-- START OF SUPPLIED DATA --

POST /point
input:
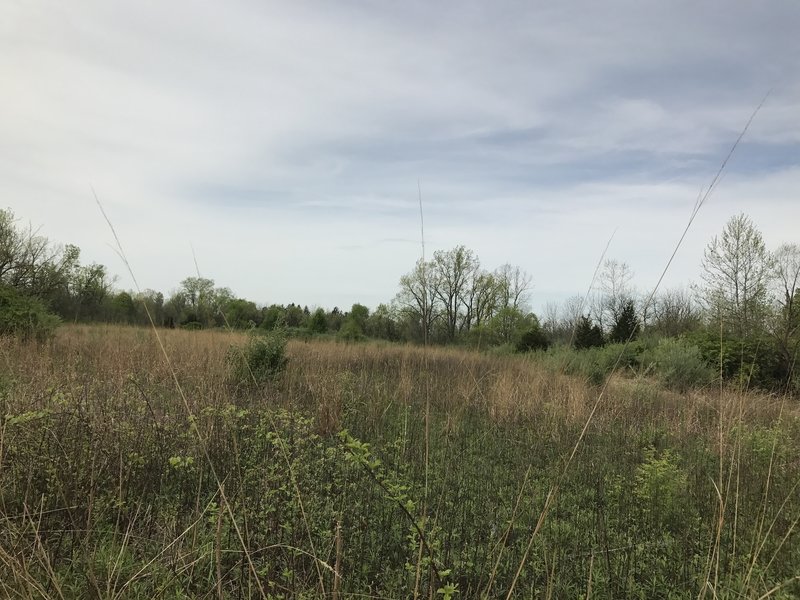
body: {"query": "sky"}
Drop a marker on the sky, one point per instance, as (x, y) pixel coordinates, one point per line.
(280, 148)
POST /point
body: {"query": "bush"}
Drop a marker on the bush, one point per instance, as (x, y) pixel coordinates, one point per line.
(25, 317)
(262, 359)
(350, 331)
(533, 339)
(679, 364)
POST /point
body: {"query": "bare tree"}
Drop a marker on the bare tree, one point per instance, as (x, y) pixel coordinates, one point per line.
(514, 285)
(674, 312)
(785, 322)
(614, 291)
(453, 272)
(417, 297)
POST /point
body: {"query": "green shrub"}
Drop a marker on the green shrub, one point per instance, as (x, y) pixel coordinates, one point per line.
(533, 339)
(262, 359)
(679, 364)
(350, 331)
(24, 316)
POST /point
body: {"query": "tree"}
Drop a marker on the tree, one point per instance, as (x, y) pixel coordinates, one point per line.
(318, 323)
(359, 313)
(241, 313)
(534, 338)
(273, 317)
(587, 334)
(24, 316)
(513, 286)
(510, 323)
(453, 271)
(674, 313)
(626, 324)
(614, 292)
(785, 322)
(416, 300)
(382, 325)
(736, 267)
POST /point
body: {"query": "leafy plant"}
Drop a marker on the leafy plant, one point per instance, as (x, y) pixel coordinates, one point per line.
(24, 316)
(262, 359)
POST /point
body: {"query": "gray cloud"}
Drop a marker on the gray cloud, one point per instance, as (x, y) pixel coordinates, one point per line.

-- END OF SUPPLIED DATA --

▶ [DIRECTION]: Pick out every line of the material above that contains the word "plant" and copy each one out. Case counts, so only matches with the same capitalization qualify.

▶ [CORRECT RESPONSE]:
body: {"query": "leafy plant"}
Drop a marker on the leafy plant, one point per instance, as (x, y) pixel coordinates, one point per line.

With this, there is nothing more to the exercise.